>>>>>
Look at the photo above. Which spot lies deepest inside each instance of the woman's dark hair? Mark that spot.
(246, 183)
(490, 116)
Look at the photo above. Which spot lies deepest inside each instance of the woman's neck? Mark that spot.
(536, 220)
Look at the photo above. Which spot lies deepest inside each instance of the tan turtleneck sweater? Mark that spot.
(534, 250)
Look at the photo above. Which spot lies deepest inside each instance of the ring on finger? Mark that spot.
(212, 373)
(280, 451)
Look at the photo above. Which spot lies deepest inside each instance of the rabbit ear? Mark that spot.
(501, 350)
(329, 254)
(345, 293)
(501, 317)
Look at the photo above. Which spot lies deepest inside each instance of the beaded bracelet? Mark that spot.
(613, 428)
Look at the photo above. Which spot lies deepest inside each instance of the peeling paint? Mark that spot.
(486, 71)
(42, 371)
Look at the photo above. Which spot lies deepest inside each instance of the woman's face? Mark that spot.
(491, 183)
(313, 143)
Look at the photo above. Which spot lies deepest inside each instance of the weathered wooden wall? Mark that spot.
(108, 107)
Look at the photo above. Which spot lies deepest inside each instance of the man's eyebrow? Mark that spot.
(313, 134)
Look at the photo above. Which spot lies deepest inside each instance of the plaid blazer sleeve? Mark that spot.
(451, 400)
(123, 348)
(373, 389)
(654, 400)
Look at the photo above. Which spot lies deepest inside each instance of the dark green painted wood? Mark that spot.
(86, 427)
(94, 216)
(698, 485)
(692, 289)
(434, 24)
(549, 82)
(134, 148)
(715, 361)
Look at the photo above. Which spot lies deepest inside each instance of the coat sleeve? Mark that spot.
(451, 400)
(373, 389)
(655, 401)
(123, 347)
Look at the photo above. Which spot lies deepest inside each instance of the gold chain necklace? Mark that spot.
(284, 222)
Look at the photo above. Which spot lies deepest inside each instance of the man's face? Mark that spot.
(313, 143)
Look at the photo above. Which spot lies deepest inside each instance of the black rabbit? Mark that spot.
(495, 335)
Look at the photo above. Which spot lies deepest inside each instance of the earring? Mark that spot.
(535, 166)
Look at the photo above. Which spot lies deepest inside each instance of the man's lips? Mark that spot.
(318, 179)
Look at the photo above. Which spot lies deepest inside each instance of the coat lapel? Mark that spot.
<<<<<
◆ Work instructions
Change "coat sleeve" to "jacket sleeve" in the lines of the listing starting with the line with "bracelet? Mark that spot." and going on through the end of the listing. Give those lines again with nothing else altered.

◆ The solution
Look at the photo above. Which spot lies deepest inside each instance of the beaded bracelet? Mark that spot.
(613, 428)
Look at the photo above. Which spot lies deepest inside each instance of the peeling paint? Mark that spot.
(486, 71)
(42, 371)
Look at the photo above. Which spot lies deepest inside each instance of the woman's face? Mark that spot.
(491, 183)
(313, 143)
Look at the photo above. Which spot lies deepest inside each instance of the weathered wooden wall? Mark that spot.
(108, 107)
Look at the photo above. Which spot lies deepest inside each instance of the man's eyebrow? Mark that spot.
(313, 134)
Look at the photo above. Which spot lies deepest inside each instance of the plaid blazer sleeve? Mark that spot.
(451, 400)
(123, 348)
(373, 389)
(654, 400)
Look at the photo above. Which spot lies deepest inside each instance of the dark green painted wood? Mark that spot.
(86, 427)
(94, 216)
(698, 485)
(692, 289)
(434, 24)
(549, 82)
(134, 148)
(715, 361)
Look at the photo above. Which spot lies deepest inside each instance of the jacket sleeve? Mark that spot.
(451, 400)
(373, 389)
(655, 401)
(123, 347)
Look at the photo above. Which spot lies deepest inside each instance of the gold chain necklace? Mark that spot.
(284, 222)
Look at the photo above. Which spot lies deepest inside each instance of the man's face? Mark that spot.
(313, 143)
Look at the photo above. Which spot lies deepest inside each instance of the black rabbit? Mark that spot.
(495, 335)
Look at the photo above. Which spot lies deepest inside each instance of the earring? Mark that spot.
(535, 166)
Look at the photo above. Which spot lies deepest inside each instance of the man's lips? Mark that spot.
(318, 179)
Look at the photo above. Which spot lies deepest inside each instance of the coat lapel? Mark that spot.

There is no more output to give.